● SET EXERCISE:
State the number of lines in the items below that contain the string "step". Give only the number.

(Items taken from a data source)
────

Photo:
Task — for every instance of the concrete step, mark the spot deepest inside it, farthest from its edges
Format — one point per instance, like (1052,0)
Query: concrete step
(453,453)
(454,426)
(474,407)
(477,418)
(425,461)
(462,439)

────

● EXERCISE SOLUTION:
2